> EXERCISE PASSAGE:
—————
Citation Numbers: 282 S.W. 1037, 221 Mo. App. 537, 1926 Mo. App. LEXIS 137
Judges: Bland, Arnold, Trimble
Filed Date: 5/3/1926
Status: Precedential
Modified Date: 10/19/2024
The facts show that between 7:00 and 8:00 P.M. of September 12, 1925, plaintiff was riding as a passenger in one of defendant's busses being operated from Excelsior Springs to Kansas City, Missouri; that when the bus neared Liberty, the driver attempted to make a turn to the left at a curve in the road, whereupon the bus slipped or skidded sidewise off of the paved portion of the road into the ditch and against the bank thereof. Plaintiff was thrown from her seat through a window, resulting in her being rendered unconscious and in receiving a number of severe cuts. Plaintiff was taken to the office of Dr. Rothwell at Liberty and there her wounds were sewed up and treated. The main cuts and bruises consisted of an incision over the right breast "just about the length of the breast and angled downward and outward about three or four inches long," and in the vicinity of the pectoralis major muscle; a cut on her right arm beginning near the elbow and back of the same, extending for four or five inches above it; a bruise and irregular cut on the right side of her forehead and a cut on the inside of her left leg and bruises midway between the knee and ankle. In the cut near her breast there was lodged a triangular piece of glass which was extracted by a friend who accompanied her. Plaintiff testified that "her suit and everything" were torn "to pieces" and when she arrived at Liberty she "was soaked and filled with blood all the way through."
Defendant insists that the court erred in permitting plaintiff upon two occasions to exhibit to the jury the clothing that she wore at the time she received the injuries. It is claimed that this exhibition was for the purpose of prejudicing the jury; that there could have been no proper purpose in the exhibition for the reason that plaintiff had testified that she had bled freely and no one had denied her testimony as to the fact of bleeding or the location of the wounds. It is true that plaintiff had described the extent of her bleeding but it is not true that at the first time the clothing was produced before the jury there was any intimation on the part of the defendant that it was admitting anything as to the wounds or their bleeding, or, in fact, that she had been injured at all. On the contrary while all of the injuries testified to by plaintiff at the trial, including the profuse bleeding, were pleaded in the petition, the answer was a general denial and nothing *Page 540 had appeared at the time of the first exhibition indicating that defendant was not denying everything, including the occurrence itself. In the objection made to their exhibition to the jury, it was not intimated that defendant was not standing on everything implied by the filing of the general denial. There were no admissions whatever made by the defendant at the time of the occurrence of which complaint is made.
—————
> AVAILABLE DATA:
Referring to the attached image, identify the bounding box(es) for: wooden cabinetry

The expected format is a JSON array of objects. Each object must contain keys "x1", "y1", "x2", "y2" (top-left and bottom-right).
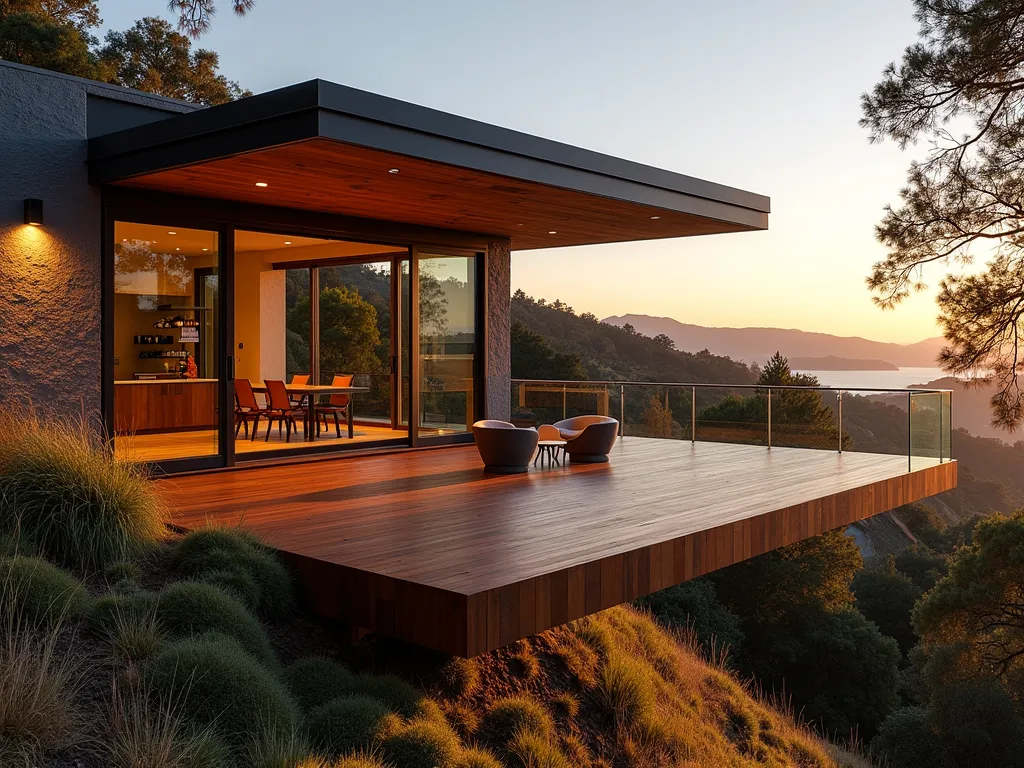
[{"x1": 114, "y1": 379, "x2": 217, "y2": 434}]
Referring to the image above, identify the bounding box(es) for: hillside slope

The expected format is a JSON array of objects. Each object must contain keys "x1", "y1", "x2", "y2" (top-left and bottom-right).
[{"x1": 604, "y1": 314, "x2": 943, "y2": 368}]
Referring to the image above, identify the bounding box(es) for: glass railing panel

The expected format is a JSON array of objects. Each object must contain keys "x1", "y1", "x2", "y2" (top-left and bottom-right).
[
  {"x1": 909, "y1": 392, "x2": 943, "y2": 460},
  {"x1": 694, "y1": 385, "x2": 768, "y2": 445}
]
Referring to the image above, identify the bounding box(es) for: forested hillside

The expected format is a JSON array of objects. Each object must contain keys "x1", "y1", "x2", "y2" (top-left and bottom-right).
[{"x1": 512, "y1": 291, "x2": 756, "y2": 384}]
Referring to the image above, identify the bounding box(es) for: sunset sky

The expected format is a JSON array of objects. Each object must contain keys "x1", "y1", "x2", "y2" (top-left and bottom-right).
[{"x1": 100, "y1": 0, "x2": 939, "y2": 342}]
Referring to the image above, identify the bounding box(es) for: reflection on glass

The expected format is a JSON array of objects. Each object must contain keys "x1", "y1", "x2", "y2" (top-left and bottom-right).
[
  {"x1": 274, "y1": 269, "x2": 309, "y2": 381},
  {"x1": 319, "y1": 261, "x2": 391, "y2": 425},
  {"x1": 113, "y1": 221, "x2": 220, "y2": 462},
  {"x1": 418, "y1": 255, "x2": 476, "y2": 435}
]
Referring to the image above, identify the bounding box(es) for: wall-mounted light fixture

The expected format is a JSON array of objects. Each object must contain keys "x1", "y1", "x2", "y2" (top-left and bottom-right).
[{"x1": 25, "y1": 198, "x2": 43, "y2": 226}]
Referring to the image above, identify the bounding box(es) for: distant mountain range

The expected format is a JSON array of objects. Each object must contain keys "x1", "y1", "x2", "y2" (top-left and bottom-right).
[{"x1": 604, "y1": 314, "x2": 944, "y2": 368}]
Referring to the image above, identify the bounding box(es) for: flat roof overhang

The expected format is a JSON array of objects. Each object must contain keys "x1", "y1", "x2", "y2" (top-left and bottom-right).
[{"x1": 89, "y1": 80, "x2": 770, "y2": 250}]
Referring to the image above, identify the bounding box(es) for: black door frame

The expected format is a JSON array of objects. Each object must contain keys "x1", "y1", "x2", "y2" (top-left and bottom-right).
[
  {"x1": 101, "y1": 186, "x2": 493, "y2": 473},
  {"x1": 410, "y1": 246, "x2": 487, "y2": 447},
  {"x1": 100, "y1": 204, "x2": 234, "y2": 481}
]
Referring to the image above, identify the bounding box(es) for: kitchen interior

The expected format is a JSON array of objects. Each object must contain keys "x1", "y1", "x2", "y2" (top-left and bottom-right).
[{"x1": 114, "y1": 221, "x2": 409, "y2": 462}]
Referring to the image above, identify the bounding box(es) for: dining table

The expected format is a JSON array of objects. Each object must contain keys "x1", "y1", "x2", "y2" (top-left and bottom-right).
[{"x1": 253, "y1": 381, "x2": 370, "y2": 442}]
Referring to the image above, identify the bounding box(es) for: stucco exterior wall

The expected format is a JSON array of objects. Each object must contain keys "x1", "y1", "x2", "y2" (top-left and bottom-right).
[
  {"x1": 486, "y1": 241, "x2": 512, "y2": 421},
  {"x1": 0, "y1": 61, "x2": 189, "y2": 417}
]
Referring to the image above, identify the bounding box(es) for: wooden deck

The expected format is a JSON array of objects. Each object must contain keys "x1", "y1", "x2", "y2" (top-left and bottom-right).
[{"x1": 159, "y1": 437, "x2": 956, "y2": 656}]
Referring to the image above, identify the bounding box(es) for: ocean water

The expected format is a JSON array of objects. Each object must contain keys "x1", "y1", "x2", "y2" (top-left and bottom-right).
[{"x1": 799, "y1": 368, "x2": 944, "y2": 389}]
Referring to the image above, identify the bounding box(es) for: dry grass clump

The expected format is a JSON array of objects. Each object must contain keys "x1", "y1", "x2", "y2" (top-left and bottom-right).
[
  {"x1": 378, "y1": 719, "x2": 462, "y2": 768},
  {"x1": 457, "y1": 746, "x2": 505, "y2": 768},
  {"x1": 103, "y1": 682, "x2": 230, "y2": 768},
  {"x1": 0, "y1": 410, "x2": 166, "y2": 571},
  {"x1": 0, "y1": 616, "x2": 85, "y2": 768},
  {"x1": 483, "y1": 696, "x2": 555, "y2": 744}
]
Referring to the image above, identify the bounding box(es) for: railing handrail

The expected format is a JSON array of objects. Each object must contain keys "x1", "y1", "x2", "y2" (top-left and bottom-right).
[{"x1": 512, "y1": 379, "x2": 953, "y2": 394}]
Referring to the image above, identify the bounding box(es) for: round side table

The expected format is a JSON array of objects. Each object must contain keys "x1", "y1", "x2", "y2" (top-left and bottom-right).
[{"x1": 534, "y1": 440, "x2": 565, "y2": 467}]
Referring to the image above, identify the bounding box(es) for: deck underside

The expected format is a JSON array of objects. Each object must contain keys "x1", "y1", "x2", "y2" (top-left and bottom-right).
—————
> WHAT THIS EXERCISE ASKS:
1. In the court opinion about the bus accident, what was found in the cut near the plaintiff's breast, and who removed it?
2. Continue the court opinion about the bus accident from its last sentence.

> ANSWERS IN ORDER:
1. A triangular piece of glass, which a friend who accompanied her extracted.

2.
The clothing bore the cuts made by the triangular piece of glass and the size of the glass is not disclosed in the record. The glass must have penetrated through the clothing. Aside from the fact that the clothing showed that plaintiff bled profusely, the rent in the clothing tended to show the size of the glass and, with the thickness of the clothing, was some evidence as to the force of the penetration. Of course, under the circumstances, there is no question but that the court did not abuse its discretion in permitting the clothing to be exhibited to the jury even though plaintiff had described the manner in which she bled, and notwithstanding it may have had a tendency to inflame and prejudice the jury. [Keen v. Railroad,
When the clothing was produced before the jury the second time it was not directly exhibited to the jury but was produced in connection with the cross-examination of one of defendant's physicians. This doctor testified that he was called by Dr. Rothwell and attended plaintiff in the latter's office shortly after she was injured as well as at the hospital where she remained for about a week. The wounds were sewed up when this physician first saw plaintiff and he would not testify as to how deep they were but notwithstanding this he stated that plaintiff's injuries consisted merely of skin wounds while plaintiff's evidence tended to show that she sustained much more serious injuries, as will hereinafter be shown. He testified that all skin wounds bled freely. The clothing, over defendant's objection, was then exhibited to the doctor and he was asked —
"Q. Was this woman — you say this injury she had, the wounds, were of such slight character as she bled as appears on this clothing here? A. I didn't say anything about it. Q. I believe you said even slight wounds bleed — slight wounds like that? A. I said slight skin wounds bleed. Q. And would you say slight wounds bleed like that, doctor? A. A little red blood on a white surface shows up mighty plain. Q. Let's see, doctor, about this specific clothing? A. I don't know how much blood is on there — I can see some blood."
He testified that the amount of blood shown on the clothing could come from a wound of the skin. The jury had already seen the clothand *Page 541 we fail to see how defendant could complain of the use of it in the cross-examination of its physician, at least, in view of the fact that it appears to have been a legitimate cross-examination as it does not appear that it was merely produced the second time in order to prejudice the minds of the jury. As to the matter of exhibiting to the jury evidence of this kind, a well-known authority states —
"The autoptic proference to the jury of the weapons or tools of a crime, or of the clothing or the mutilated members of the victim of the crime, has often been objected to on ground of undue prejudice (post, # 1863). The nature of this supposed prejudice is illustrated in the following passages: . . .
"The objection thus indicated seems to be twofold. First, there is a natural tendency to infer from the mere production of any material object, and without further evidence, the truth of all that is predicated of it. Secondly, the sight of deadly weapons or of cruel injuries tends to overwhelm reason and to associate the accused with the atrocity without sufficient evidence.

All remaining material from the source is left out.